What to work on
Rewrite the listing from its first line up to and including the line with "point(235, 116)", replacing "backpack" with "rucksack" and leaving everything else unchanged.

(Entries from a pointing dataset)
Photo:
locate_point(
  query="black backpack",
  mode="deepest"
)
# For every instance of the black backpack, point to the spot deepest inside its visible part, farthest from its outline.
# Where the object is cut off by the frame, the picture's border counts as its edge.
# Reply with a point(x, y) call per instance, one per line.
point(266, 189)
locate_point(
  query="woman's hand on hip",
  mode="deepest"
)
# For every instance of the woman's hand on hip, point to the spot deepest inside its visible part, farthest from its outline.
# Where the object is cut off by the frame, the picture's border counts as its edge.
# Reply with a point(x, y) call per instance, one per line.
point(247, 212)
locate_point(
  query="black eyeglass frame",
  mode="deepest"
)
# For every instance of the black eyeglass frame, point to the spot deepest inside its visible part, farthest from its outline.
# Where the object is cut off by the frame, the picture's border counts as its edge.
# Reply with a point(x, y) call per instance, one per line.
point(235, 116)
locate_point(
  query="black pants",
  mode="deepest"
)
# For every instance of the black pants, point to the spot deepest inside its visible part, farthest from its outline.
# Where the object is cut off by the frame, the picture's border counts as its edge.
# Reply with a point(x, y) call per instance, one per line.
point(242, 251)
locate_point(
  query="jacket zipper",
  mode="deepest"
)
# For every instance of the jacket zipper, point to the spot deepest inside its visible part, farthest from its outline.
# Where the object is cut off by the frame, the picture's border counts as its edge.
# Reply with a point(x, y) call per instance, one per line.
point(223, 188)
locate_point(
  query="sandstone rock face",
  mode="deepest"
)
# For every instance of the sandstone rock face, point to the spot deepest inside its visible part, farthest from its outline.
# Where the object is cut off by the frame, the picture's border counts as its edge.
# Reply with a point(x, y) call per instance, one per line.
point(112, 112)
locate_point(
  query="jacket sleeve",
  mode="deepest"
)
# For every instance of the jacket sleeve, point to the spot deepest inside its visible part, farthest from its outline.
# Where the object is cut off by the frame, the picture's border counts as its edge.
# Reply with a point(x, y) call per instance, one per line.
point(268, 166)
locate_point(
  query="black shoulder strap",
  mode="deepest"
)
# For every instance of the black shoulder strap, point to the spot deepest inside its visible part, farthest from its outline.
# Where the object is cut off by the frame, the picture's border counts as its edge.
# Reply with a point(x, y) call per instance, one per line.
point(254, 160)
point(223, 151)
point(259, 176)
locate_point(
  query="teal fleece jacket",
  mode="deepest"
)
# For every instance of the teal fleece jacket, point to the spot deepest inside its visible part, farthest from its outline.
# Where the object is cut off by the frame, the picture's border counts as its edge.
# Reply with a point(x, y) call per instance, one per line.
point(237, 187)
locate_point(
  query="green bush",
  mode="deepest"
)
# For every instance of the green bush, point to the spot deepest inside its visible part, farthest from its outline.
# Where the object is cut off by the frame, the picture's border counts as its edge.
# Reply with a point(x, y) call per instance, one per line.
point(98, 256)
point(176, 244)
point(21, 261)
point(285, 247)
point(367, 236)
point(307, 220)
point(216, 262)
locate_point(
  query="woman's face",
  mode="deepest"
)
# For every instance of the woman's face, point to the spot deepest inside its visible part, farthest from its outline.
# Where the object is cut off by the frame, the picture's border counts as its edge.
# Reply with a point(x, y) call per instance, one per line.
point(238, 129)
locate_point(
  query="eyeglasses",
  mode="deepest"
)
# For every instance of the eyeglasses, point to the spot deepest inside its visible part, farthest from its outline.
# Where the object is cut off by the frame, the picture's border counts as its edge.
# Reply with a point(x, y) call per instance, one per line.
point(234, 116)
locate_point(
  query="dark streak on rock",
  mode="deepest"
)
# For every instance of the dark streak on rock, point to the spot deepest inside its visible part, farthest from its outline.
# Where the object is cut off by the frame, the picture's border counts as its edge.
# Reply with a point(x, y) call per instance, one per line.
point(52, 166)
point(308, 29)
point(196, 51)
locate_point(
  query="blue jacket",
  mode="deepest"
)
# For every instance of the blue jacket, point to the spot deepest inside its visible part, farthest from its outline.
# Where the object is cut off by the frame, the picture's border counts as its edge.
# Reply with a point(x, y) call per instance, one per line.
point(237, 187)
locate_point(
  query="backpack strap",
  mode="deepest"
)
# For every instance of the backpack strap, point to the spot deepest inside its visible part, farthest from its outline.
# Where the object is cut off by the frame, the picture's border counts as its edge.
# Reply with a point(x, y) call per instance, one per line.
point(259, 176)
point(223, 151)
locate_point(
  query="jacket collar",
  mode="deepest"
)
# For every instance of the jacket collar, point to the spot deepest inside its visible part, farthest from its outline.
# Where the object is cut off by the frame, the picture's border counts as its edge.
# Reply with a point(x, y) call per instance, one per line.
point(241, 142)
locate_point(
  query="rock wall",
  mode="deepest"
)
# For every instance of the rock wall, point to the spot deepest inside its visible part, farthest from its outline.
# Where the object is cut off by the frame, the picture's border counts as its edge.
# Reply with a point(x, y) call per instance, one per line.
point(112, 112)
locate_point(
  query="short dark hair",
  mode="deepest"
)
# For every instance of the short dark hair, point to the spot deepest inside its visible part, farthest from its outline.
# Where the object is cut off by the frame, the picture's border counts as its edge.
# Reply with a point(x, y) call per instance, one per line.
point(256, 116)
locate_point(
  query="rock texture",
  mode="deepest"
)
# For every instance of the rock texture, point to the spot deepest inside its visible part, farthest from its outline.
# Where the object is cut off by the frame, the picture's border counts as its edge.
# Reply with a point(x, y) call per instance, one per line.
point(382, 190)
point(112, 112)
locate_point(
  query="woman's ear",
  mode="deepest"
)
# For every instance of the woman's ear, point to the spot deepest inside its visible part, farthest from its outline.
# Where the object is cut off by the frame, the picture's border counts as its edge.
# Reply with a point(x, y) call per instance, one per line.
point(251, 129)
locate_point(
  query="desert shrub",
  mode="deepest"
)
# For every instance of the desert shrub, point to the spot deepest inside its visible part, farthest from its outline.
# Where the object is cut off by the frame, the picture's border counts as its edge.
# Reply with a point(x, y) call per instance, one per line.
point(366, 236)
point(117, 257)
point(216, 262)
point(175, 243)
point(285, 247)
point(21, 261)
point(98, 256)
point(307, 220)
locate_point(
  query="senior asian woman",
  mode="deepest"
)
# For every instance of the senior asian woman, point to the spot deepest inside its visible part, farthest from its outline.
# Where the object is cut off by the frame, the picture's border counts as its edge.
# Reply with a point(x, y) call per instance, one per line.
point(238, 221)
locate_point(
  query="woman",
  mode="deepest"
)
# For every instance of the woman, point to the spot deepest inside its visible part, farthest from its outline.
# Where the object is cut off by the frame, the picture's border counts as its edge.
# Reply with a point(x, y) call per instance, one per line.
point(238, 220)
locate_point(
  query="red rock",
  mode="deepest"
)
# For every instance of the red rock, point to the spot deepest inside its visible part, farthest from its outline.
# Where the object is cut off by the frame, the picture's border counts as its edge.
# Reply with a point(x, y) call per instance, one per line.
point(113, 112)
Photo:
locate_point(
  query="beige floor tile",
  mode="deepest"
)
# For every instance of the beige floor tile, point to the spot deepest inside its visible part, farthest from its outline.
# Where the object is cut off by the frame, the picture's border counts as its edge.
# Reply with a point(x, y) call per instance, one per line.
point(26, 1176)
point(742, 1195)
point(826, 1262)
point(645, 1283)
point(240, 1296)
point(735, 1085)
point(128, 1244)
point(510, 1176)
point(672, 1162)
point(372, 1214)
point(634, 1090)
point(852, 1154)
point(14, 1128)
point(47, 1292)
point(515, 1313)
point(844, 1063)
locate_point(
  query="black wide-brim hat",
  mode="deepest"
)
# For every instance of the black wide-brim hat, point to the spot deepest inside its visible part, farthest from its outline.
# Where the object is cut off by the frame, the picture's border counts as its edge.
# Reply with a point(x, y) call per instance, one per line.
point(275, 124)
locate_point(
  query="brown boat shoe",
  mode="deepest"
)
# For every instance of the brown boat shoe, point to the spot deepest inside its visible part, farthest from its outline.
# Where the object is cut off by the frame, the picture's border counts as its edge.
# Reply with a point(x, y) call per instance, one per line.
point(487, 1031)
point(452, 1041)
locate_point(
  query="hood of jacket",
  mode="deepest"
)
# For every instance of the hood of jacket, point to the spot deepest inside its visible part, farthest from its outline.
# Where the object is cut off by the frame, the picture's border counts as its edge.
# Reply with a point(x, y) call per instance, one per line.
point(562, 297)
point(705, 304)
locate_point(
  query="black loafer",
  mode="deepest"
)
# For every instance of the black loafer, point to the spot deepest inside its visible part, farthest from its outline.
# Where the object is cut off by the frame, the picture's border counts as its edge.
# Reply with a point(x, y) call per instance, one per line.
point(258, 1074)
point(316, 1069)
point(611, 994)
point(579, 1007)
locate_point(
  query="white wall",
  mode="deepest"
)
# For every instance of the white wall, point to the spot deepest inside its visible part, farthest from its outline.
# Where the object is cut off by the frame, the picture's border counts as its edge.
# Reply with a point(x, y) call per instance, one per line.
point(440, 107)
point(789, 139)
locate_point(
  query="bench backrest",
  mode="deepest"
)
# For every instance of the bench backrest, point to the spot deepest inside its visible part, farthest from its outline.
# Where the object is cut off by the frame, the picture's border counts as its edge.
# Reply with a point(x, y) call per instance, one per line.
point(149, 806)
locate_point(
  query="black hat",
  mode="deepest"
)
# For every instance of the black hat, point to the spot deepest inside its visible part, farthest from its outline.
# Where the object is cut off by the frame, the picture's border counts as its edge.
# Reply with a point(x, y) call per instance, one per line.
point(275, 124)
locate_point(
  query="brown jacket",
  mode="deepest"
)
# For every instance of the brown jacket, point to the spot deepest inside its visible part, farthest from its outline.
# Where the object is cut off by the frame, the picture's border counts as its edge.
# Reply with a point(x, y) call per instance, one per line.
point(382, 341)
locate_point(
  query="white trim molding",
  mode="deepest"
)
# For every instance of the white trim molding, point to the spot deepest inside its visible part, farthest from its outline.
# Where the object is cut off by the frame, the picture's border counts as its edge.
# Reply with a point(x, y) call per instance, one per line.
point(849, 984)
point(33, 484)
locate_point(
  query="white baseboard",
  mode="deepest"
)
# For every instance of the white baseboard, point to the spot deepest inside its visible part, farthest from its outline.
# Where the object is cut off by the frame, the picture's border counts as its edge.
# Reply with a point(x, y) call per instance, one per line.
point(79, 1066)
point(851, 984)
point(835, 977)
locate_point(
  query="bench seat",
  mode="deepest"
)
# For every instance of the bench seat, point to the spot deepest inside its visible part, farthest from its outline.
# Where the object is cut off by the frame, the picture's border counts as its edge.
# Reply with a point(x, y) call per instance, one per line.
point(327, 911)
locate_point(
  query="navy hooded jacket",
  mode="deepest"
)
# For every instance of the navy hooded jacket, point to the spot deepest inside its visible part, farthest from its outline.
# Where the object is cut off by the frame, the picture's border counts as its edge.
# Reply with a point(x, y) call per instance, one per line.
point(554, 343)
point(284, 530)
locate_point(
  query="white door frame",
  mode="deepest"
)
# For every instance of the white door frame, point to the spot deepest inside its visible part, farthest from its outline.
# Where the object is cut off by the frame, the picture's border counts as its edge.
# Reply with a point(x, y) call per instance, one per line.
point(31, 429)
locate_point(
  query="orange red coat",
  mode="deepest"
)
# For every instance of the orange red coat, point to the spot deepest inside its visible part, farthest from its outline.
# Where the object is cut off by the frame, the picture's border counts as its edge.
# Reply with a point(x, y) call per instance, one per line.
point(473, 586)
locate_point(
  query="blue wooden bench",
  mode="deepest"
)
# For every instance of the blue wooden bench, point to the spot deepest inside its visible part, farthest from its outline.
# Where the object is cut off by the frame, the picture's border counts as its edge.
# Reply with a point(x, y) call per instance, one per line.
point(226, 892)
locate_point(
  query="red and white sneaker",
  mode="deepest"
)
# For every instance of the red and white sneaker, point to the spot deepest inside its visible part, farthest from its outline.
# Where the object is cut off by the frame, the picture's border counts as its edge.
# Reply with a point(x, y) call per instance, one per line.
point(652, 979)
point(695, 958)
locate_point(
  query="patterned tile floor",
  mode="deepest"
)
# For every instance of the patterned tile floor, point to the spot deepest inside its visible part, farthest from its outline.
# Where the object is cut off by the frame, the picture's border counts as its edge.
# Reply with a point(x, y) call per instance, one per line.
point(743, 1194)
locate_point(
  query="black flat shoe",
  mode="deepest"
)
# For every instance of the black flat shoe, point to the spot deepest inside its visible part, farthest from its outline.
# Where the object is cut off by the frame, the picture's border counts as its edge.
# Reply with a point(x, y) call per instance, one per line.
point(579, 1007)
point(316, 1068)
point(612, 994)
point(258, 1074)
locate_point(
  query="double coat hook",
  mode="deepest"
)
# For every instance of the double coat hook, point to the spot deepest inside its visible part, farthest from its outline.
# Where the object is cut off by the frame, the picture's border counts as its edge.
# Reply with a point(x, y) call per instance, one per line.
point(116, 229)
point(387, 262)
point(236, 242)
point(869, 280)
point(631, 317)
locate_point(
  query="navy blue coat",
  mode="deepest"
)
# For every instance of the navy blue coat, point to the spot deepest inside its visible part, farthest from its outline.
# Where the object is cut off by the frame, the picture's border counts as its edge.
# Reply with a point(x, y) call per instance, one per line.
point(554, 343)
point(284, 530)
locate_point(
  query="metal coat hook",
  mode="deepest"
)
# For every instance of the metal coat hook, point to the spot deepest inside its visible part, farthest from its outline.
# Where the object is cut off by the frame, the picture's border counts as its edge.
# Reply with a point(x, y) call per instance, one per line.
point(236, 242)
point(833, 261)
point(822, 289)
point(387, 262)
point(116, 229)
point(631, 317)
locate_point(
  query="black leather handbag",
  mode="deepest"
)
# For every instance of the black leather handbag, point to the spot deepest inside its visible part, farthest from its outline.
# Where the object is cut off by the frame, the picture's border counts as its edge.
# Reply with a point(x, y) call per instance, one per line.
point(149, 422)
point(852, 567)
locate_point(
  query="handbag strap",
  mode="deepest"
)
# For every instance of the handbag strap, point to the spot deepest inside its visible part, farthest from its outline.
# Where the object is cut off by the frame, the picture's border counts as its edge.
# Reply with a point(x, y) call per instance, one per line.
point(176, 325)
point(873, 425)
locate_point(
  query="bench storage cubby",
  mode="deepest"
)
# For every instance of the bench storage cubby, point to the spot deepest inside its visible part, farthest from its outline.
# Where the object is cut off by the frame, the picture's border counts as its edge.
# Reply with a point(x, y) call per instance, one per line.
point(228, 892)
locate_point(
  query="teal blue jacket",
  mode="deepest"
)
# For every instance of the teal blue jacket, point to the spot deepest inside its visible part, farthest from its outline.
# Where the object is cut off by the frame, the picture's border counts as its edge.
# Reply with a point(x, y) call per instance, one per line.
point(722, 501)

The response
Photo:
locate_point(
  query="black rucksack",
  mode="deepest"
)
# For every instance of the black rucksack, point to the spot deepest inside its visible part, farthest from its outline.
# Where the object is cut off by the frame, the picture's border counts as its edge.
# Reply with a point(x, y) call per instance, one per line.
point(266, 189)
locate_point(
  query="woman's hand on hip",
  mode="deepest"
)
# For every instance of the woman's hand on hip, point to the spot deepest inside its visible part, farthest from its outline.
# Where the object is cut off by the frame, the picture's border counts as its edge.
# Reply with a point(x, y) call per instance, one per line.
point(247, 212)
locate_point(
  query="black eyeglass frame",
  mode="deepest"
)
# For every instance of the black eyeglass frame, point to the spot deepest inside its visible part, farthest from its outline.
# Where the object is cut off by the frame, the picture's border counts as its edge.
# Reply with a point(x, y) call per instance, one per line.
point(235, 116)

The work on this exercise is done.